Saved data entries:
***

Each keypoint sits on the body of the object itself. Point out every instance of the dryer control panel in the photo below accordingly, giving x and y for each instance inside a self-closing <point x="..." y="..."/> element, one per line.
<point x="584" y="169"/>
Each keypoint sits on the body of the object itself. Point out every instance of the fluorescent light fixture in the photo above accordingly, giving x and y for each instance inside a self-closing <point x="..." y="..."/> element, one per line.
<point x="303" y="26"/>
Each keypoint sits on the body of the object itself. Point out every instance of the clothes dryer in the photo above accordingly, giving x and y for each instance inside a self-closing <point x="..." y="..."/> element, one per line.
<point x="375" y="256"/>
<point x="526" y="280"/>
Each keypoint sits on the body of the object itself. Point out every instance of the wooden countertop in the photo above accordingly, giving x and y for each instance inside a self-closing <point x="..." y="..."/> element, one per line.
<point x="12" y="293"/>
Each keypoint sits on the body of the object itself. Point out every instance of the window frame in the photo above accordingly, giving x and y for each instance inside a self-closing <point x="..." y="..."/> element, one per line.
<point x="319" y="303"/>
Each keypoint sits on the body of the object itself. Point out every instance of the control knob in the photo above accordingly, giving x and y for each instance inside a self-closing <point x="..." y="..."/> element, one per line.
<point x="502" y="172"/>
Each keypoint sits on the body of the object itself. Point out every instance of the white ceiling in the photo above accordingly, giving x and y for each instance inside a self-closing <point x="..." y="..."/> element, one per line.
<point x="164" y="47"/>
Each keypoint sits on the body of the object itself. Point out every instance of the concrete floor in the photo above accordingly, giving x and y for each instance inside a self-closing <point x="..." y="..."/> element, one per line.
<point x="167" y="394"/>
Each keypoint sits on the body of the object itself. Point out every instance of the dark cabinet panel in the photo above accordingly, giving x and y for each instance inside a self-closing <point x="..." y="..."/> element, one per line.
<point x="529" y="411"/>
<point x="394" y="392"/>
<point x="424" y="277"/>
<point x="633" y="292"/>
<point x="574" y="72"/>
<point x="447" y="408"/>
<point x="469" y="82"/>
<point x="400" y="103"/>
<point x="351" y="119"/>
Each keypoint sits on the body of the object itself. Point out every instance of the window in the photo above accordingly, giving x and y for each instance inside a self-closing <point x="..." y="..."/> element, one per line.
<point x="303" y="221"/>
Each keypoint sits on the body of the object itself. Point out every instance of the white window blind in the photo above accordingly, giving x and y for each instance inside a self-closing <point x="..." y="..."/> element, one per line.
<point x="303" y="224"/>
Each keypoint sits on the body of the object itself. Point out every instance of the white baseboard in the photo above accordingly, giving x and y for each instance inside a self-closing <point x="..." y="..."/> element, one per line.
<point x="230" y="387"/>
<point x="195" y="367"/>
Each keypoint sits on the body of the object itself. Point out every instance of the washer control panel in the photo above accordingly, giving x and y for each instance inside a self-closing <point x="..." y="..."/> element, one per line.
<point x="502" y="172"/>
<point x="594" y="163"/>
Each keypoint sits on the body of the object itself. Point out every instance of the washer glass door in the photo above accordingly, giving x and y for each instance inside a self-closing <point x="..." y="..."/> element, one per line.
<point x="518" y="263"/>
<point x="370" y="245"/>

***

_Task directions_.
Write the data out in full, matching every line exactly.

_Task solution_.
Each keypoint sits on the body of the object itself. Point out every instance of the dryer control panel in the photo below accordingly, giving x and y for each instance inside a self-closing <point x="..." y="..."/> element, one per line.
<point x="584" y="169"/>
Each keypoint sits on the body of the object itself. Point out every instance of the fluorescent light fixture in the photo above accordingly, giving x and y for each instance inside a self-closing <point x="..." y="..."/> element, one per line.
<point x="303" y="26"/>
Each keypoint sits on the body of the object itself. Point out every instance of the clothes dryer in the photo above accordingly, giving x and y for each instance inside a self-closing <point x="..." y="..."/> element, one per line.
<point x="375" y="256"/>
<point x="526" y="280"/>
Each keypoint sits on the body of the object itself. Point out every instance of the wooden countertop in the photo above accordingly, giving x and y for each instance inside a self-closing <point x="..." y="..."/> element, one per line.
<point x="12" y="293"/>
Each keypoint sits on the body of the object itself. Point out every instance of the window frame in the photo above accordingly, giving x and y for each instance inside a self-closing <point x="..." y="..."/> element, one per line.
<point x="319" y="303"/>
Each keypoint sits on the body of the object itself. Point out every instance of the control knob in the photo above accordingly, giving x and y for each instance inside a self-closing <point x="..." y="..."/> element, one per line.
<point x="502" y="172"/>
Each keypoint sits on the body of the object itself. Point out every instance of the white ceiling in the photo above accordingly, giving x and y for each instance inside a self-closing <point x="..." y="..."/> element, one per line.
<point x="164" y="47"/>
Each keypoint sits on the body of the object itself. Point out every instance of the concrete floor in the photo above accordingly, giving x and y for each instance inside a self-closing <point x="..." y="..."/> element, one per line.
<point x="167" y="394"/>
Each keypoint sits on the body of the object itself. Point out every instance of the dark cabinet panel in the photo above accordingly, giving x and y for each instance inside a self-closing <point x="..." y="..."/> element, one per line.
<point x="529" y="411"/>
<point x="394" y="392"/>
<point x="424" y="277"/>
<point x="633" y="292"/>
<point x="574" y="72"/>
<point x="447" y="408"/>
<point x="469" y="82"/>
<point x="400" y="103"/>
<point x="351" y="119"/>
Each keypoint sits on the body of the object itself. Point out every instance of the window in the photo above accordingly, giving x and y for each instance inside a self-closing <point x="..." y="..."/> element, one per line.
<point x="303" y="221"/>
Each keypoint sits on the body of the object itself. Point out every instance of the white window blind in the photo above accordingly, giving x and y for each instance inside a self-closing <point x="..." y="..."/> element, one per line.
<point x="303" y="224"/>
Each keypoint sits on the body of the object itself. Point out every instance of the white baseboard in the photo above accordingly, giving x and y for each instance inside a self-closing <point x="..." y="..."/> element, one per line.
<point x="230" y="387"/>
<point x="195" y="367"/>
Each keypoint sits on the body of the object itself. Point out every instance of the washer control panel in the photo above accordingly, giving x and y for each instance inside a self-closing <point x="..." y="..."/> element, one per line.
<point x="502" y="172"/>
<point x="594" y="163"/>
Each keypoint sits on the body of the object itself. Point out every instance of the washer glass door in the photo above accordingly, giving x and y for each instance inside a self-closing <point x="..." y="..."/> element, one per line.
<point x="518" y="263"/>
<point x="370" y="245"/>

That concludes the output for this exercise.